• [Text passage]
☆ ☆ ☆ ☆
3.3 Application to Scenario Tree Construction

The following conceptual algorithm represents a general approach to constructing scenario trees for multi-stage stochastic programs.

Algorithm 1

Let ξ be the original Ξ-valued stochastic input process of the stochastic program (14.1) defined on some probability space \((\varOmega,{\mathcal{F}},{\mathbb P})\) and let P be the probability distribution of ξ.

  • Step [1]: Determine a sequence of finite segmentations \({\mathcal{D}}^{(n)}\) in Ξ such that assumptions (C1), (C2), and (C3) are satisfied (cf. Sect. 14.3.1) and choose a reasonably large \(n\in{\mathbb N}\).

  • Step [2]: Determine the empirical measure \(P^{(k)}\) based on k independent and identically P-distributed random variables.

  • Step [3]: Compute the probabilities \(p^{(n,k)}=P^{(k)}(D_1\times\cdots\times D_T)\) for every \(D_1\times\cdots\times D_T\in{\mathcal{D}}^{(n)}\) according to formula (14.20).

  • Step [4]: Choose nonanticipative scenarios whose tth components belong to Dt for any \(D_1\times\cdots\times D_T\in{\mathcal{D}}^{(n)}\) according to (14.16).

  • Step [5]: Finally, define the stochastic scenario tree process \({\xi_{\rm tr}}:={\xi_{\rm tr}}^{(n,k)}\) with scenarios chosen in step 4 endowed with the empirical probabilities \(p^{(n,k)}\) from step 3.

Next we study the asymptotic behavior of the approximate scenario trees \(({\xi_{\rm tr}}^{(n,k)})_{n,k\in{\mathbb N}}\) constructed by Algorithm 1. Note that the parameters n and k measure the quality of the discretization \({\mathcal{D}}^{(n)}\) of Ξ and of the empirical probabilities, respectively.

Theorem 3

Let (A1), (A2), and (A3) be satisfied and X 1 be nonempty and bounded. Let \(1\leq r'<\infty\) and assume that for some constant \(C>0\) the estimate

$${D_{\rm f}}(\hat{\xi},\tilde{\xi})\leq C{D_{\rm f}}^{*}(\hat{\xi},\tilde{\xi})$$
((14.21))
☆ ☆ ☆ ☆
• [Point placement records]
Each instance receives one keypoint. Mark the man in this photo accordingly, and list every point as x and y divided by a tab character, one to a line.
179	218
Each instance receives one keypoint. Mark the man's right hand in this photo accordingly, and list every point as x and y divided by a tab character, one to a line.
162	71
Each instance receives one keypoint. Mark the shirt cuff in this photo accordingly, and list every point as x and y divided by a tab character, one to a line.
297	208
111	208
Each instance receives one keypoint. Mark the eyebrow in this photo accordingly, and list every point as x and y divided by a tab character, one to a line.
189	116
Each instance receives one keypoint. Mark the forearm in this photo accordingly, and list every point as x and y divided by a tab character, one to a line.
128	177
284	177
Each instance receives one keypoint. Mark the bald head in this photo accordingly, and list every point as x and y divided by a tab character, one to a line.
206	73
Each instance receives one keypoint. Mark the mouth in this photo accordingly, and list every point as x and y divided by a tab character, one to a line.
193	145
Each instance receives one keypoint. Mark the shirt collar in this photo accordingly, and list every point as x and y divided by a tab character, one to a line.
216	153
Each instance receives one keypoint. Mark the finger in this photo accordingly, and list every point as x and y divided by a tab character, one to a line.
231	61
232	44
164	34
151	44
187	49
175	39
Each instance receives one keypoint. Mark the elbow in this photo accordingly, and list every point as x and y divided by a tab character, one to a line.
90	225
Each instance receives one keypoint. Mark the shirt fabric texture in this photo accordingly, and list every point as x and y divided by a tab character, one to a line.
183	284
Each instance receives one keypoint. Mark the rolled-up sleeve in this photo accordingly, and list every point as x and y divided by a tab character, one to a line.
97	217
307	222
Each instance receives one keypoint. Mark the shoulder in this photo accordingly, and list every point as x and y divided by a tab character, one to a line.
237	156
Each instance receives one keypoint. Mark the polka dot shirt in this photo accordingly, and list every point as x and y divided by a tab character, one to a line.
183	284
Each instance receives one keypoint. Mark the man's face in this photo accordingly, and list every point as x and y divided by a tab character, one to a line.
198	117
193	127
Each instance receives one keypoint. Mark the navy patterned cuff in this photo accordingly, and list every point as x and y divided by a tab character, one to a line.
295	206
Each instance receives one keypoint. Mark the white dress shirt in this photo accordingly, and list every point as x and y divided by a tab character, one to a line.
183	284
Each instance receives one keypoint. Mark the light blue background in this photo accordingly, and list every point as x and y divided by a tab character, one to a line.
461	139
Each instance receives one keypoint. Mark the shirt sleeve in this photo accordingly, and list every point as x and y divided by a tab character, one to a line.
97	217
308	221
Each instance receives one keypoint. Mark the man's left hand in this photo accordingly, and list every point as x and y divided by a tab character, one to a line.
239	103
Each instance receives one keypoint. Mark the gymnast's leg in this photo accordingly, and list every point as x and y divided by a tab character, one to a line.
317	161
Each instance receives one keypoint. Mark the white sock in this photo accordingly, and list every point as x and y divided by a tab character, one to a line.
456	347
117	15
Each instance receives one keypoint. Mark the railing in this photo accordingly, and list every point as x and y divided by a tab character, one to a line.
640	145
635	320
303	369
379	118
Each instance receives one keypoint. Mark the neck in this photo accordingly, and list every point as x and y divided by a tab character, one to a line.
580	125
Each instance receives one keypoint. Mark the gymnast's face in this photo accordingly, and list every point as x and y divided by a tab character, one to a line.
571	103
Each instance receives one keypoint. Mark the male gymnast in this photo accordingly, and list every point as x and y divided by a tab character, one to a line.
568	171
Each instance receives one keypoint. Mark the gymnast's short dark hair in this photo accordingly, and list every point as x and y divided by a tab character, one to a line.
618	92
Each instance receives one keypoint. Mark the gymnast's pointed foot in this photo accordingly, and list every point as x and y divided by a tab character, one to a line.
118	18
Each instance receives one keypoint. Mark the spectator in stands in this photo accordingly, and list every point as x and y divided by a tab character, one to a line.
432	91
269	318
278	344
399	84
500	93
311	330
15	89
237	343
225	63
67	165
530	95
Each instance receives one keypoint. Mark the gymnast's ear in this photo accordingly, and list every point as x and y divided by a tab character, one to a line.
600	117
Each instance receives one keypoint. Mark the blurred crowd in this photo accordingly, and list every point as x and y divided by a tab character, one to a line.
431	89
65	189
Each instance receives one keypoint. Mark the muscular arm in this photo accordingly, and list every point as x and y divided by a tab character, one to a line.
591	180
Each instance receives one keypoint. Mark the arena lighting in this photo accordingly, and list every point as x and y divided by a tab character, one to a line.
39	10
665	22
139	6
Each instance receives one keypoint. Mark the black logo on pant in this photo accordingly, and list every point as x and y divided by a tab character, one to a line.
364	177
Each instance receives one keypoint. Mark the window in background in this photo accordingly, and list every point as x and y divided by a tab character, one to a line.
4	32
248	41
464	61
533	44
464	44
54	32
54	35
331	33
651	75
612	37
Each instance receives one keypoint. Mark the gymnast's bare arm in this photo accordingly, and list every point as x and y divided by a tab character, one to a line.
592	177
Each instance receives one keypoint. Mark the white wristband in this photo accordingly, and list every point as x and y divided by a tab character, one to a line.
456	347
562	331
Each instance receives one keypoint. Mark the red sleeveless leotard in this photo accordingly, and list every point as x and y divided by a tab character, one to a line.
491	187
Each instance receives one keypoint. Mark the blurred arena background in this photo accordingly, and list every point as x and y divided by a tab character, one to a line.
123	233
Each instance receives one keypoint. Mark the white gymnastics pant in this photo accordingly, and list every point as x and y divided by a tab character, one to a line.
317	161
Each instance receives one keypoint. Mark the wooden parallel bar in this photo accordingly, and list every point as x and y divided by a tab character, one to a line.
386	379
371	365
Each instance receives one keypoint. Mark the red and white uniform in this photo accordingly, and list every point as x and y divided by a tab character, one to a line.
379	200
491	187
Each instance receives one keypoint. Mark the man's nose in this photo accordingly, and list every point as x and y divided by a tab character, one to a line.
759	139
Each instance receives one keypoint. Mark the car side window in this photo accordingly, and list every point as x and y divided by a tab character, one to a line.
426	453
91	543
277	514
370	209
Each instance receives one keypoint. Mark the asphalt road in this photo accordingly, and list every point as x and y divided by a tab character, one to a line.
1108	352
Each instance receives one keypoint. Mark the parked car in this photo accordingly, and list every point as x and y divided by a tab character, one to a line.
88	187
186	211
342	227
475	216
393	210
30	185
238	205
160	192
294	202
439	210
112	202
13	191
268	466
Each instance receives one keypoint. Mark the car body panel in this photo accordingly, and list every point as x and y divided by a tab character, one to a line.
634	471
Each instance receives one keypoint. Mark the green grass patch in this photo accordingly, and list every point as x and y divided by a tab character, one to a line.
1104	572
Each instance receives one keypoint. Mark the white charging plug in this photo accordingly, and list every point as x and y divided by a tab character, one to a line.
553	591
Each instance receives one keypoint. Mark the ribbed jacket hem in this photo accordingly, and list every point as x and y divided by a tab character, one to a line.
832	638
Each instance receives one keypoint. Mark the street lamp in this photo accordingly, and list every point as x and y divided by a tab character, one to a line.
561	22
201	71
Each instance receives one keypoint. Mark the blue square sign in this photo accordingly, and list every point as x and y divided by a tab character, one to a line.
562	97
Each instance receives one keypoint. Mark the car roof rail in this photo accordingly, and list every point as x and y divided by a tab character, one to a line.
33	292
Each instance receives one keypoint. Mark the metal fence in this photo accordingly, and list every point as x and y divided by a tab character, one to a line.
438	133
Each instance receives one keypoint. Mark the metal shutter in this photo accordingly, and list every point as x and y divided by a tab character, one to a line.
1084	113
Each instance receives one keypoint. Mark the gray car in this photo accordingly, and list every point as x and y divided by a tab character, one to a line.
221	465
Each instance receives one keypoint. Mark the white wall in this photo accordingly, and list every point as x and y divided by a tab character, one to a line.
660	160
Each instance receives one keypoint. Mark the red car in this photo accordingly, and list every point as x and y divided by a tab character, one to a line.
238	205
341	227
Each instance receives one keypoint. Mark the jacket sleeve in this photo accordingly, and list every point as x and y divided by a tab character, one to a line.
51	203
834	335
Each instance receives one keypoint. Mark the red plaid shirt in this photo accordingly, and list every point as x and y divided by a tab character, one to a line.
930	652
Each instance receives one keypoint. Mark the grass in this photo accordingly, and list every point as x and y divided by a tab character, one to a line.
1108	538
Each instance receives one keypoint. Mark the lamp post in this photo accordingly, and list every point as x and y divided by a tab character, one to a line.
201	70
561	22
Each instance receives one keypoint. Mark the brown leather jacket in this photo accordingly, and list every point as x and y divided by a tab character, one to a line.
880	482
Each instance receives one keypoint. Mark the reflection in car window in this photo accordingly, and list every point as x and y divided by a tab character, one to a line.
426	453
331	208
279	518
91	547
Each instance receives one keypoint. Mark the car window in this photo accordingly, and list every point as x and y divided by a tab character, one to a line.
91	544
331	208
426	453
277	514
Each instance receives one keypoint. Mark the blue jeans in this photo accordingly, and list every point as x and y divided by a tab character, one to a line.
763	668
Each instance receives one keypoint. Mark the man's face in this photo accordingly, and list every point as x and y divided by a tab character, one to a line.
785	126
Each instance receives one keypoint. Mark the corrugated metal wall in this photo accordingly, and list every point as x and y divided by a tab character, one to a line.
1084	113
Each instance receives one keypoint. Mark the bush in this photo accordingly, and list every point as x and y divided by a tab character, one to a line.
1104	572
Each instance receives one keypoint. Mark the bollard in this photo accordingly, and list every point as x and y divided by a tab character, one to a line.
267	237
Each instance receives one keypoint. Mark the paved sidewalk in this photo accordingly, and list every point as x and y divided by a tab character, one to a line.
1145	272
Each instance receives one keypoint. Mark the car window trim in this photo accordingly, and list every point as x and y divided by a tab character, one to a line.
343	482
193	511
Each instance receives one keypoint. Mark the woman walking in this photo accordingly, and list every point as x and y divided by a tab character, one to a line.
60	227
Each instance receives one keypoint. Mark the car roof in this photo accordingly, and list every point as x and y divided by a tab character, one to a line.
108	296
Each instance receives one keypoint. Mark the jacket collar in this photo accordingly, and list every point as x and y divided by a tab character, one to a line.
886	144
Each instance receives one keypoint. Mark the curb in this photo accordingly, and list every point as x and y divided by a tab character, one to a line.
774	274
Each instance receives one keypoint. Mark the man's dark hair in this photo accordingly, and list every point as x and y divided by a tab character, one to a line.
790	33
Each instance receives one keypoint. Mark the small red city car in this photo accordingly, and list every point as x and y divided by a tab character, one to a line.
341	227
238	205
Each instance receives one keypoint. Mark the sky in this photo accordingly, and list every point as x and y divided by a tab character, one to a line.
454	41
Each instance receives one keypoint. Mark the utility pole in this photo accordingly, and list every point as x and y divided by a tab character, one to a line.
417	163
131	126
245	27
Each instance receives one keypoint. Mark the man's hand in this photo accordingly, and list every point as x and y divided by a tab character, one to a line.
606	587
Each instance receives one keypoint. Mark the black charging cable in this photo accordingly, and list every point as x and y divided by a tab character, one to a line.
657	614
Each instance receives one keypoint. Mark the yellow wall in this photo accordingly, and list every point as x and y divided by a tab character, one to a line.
☆ ☆ ☆ ☆
• [Stated task 1] List every labeled assumption that the scenario tree passage refers to.
• [Stated task 2] Please carry the scenario tree passage on past its last line.

• [Exercise response 1] (C1), (C2), (C3), (A1), (A2), (A3)

• [Exercise response 2]
holds for all \(\hat{\xi}\) and \(\tilde{\xi}\) in a neighborhood of ξ in Lr. Assume that the sequence \(({\xi_{\rm tr}}^{(n,k)})_{n,k\in{\mathbb N}}\) is constructed by Algorithm 1. Furthermore, assume for the sequence \(({\mathcal{D}}^{(n)})_{n\in{\mathbb N}}\) of partitions of Ξ that \({\mathcal{D}}^{(n+1)}\) is a refinement of \({\mathcal{D}}^{(n)}\) and that \(P_{t}(\partial D_{t})=0\) for all \(D_{t}\in {\mathcal{D}}_{t}^{(n)}\) (\(t=1,\ldots,T\)). Then it holds

$$\lim_{n\rightarrow\infty}\left(\lim_{k\rightarrow\infty}v({\xi_{\rm tr}}^{(n,k)})\right) \,=\, v(\xi)\quad P^{*}\hbox{-almost surely},$$
((14.22))

where \(v(\xi_{tr}^{(n,k)})\) and \(v(\xi)\) denote the optimal values of the stochastic program (14.1) with input \({\xi_{\rm tr}}^{(n,k)}\) and ξ, respectively, and \((\varOmega^*,{\mathcal{F}}^*,{\mathbb P}^*)\) is the probability space on which the random empirical measures \(P^{(k)}\), \(k\in{\mathbb N}\), are defined.

Proof

We use the constructions and notations of Section 14.3.1 and consider, for each \(n\in{\mathbb N}\), the (discrete) stochastic processes \(\xi^{(n)}\) possessing the scenarios \(\hat\xi^{(n)}_{D_1\times\cdots\times D_T}\) with probabilities \(P(D_1\times\cdots\times D_T)\) for every \(D_1\times\cdots\times D_T\in{\mathcal{D}}^{(n)}\). Due to Proposition 3 the processes \(\xi^{(n)}\) are ξ-adapted and it holds

$$\lim_{n\rightarrow\infty}\|\xi-\xi^{(n)}\|_{r}=0\quad\hbox{and} \lim_{n\rightarrow\infty}{D_{\rm f}}(\xi,\xi^{(n)})=0\,.$$

Hence, we obtain from (14.5) in Theorem 1

$$|v(\xi)-v(\xi^{(n)})|\leq \varepsilon_n$$

for some sequence \((\varepsilon_{n})\) tending to zero as \(n\rightarrow \infty\).

Let \(\hat{\varOmega}^{*}\) be the subset of \(\varOmega^{*}\) such that \(P^{*}(\hat{\varOmega}^{*})=1\) and the sequence \((P^{(k)}(\omega^{*}))\) of random empirical measures converges weakly for every \(\omega^{*}\in\hat{\varOmega}^{*}\).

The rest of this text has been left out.